DATA PROVIDED
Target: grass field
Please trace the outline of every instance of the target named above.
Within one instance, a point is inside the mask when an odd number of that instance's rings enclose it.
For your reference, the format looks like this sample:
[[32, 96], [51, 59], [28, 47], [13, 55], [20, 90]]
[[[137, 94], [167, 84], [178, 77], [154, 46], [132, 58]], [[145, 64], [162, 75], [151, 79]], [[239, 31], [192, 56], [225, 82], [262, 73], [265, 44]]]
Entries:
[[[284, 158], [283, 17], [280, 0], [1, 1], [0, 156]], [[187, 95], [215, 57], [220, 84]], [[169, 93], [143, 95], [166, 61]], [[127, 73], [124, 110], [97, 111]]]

WHAT IS REQUIRED
Reproduce every row above line by line, changing nothing.

ANSWER TO THE PROBLEM
Target: grass field
Please trace the outline of every instance of the target named above.
Within one instance, a point is inside the mask when an odd number of that instance's rings enclose it.
For your reference, the format looks like this sample:
[[32, 96], [51, 59], [28, 47], [13, 55], [20, 90]]
[[[137, 94], [167, 84], [178, 77], [154, 46], [132, 58]], [[145, 64], [162, 75], [151, 79]], [[239, 31], [192, 56], [225, 82], [262, 73], [265, 44]]]
Entries:
[[[284, 158], [283, 17], [280, 0], [1, 1], [0, 156]], [[187, 95], [215, 57], [220, 84]], [[169, 93], [143, 95], [166, 61]], [[127, 73], [124, 110], [97, 111]]]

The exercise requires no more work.